Hmmm OK. An extension method, perhaps? (Ah, that was funny, as I finished writing this sentence, I see @ericstj just replied, with the idea of using extension methods. :smile: )

One thing I see in both options is that some parameters won't make any sense for some trainers.

Indeed. I think though that @Ivanidzo4ka 's suggestion of ITrainerEx properties (or something like that) helps resolve that, and ultimately more gracefully than the current code.

@ericstj yes something like that. In this case however TDataset would not be generic but specifically be a RoleMappedData. And we would probably not want to make the TrainContext mutable.

Oh I somehow missed that @eerhardt had replied before @zeahmed hi Eric. 👋

The use of an actual abstract base class may be possible. We of course were using multiple inheritance in this very thing (since an IValidatingIncrementalTrainer would descend from both IValidatingTrainer and IIncrementalTrainer), but part of this proposal is that I'm getting rid of that mechanism anyway so that's a moot point. There is also this strange thing IHasLabelGains : ITrainer but that thing seems useless anyway. (Maybe there was some prior mechanism that needed this somehow.)

Edit: That would also resolve the strange thing with ITrainerEx.

A separate design question on this hierarchy: Why do we have the need for interface ITrainer<in TDataSet> if TDataSet is always RoleMappedData?

Direction A -> How would you put this sentence from the thread on trainer interfaces into Spanish: "One thing I see in both options is that some parameters won't make any sense for some trainers."
Direction B -> Could you carry on the thread on trainer interfaces from its last sentence?

Extracted data ->
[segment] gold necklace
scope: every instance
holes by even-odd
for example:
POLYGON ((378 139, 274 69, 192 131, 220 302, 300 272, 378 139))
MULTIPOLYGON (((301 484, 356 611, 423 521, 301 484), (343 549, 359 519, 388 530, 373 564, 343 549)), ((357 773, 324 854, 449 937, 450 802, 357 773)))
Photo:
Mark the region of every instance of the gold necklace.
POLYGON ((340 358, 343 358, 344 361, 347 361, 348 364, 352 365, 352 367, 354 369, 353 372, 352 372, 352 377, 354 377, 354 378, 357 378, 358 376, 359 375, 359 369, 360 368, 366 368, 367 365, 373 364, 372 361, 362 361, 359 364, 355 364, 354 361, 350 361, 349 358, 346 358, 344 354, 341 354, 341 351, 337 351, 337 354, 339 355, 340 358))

Exercise answer A -> Una cosa que veo en ambas opciones es que algunos parámetros no tendrán ningún sentido para algunos entrenadores.

Exercise answer B ->
I considered proposing this as well. It may be a good idea... the only time that generic interface has been useful is when we've changed it, but when we've changed it, we've changed it everywhere... e.g., ITrainer implementations were initially (as far as I know) ITrainer<Instances> then they changed to ITrainer<IDataView> then they were ITrainer<RoleMappedData> and now we propose making them ITrainer<TrainContext> (or some other class name than TrainContext, please feel free to suggest another name.) But otherwise that's just a needless complication, and it's weird to say, "hey we have this generic so that when we inevitably break everything the transition is a bit easier. :smile:"

Just to summarize, this is what I get from @eerhardt, @ericstj, @zeahmed, and @Ivanidzo4ka into a more or less basic POR.

No disagreement on first point. Train should return the predictor. Trainers can therefore migrate to being simpler, stateless objects.
TrainContext-based train is preferred solution on second point for various reasons summarized above. This will be a class with three properties, one required (training set) the other two optional (validation set and initial predictor) and possibly null.
ITrainer nuked in favor of Trainer abstract base class. That will contain the functionality of both ITrainer as well as ITrainerEx. Most trainers descend from TrainerBase anyway, so this should be an "easy" transition. :smile: (Edit: harder, I just realized you can't have covariance on classes, which is annoying.)
What had been TDataset generic parameter on trainers no longer generic, but is specifically over an TrainContext. I do not see anywhere that any ITrainer implementation exists that is not also an ITrainer<RoleMappedData>.

TIL that you can't have covariant type parameters on classes, only on interfaces and delegates. 😦

Hey @eerhardt, I guess I never actually tried before otherwise I might have known, but covariant type parameters can't be put on classes... you can do interface ITrainer<out TPredictor> { } but can't do class Trainer<out TPredictor> { }.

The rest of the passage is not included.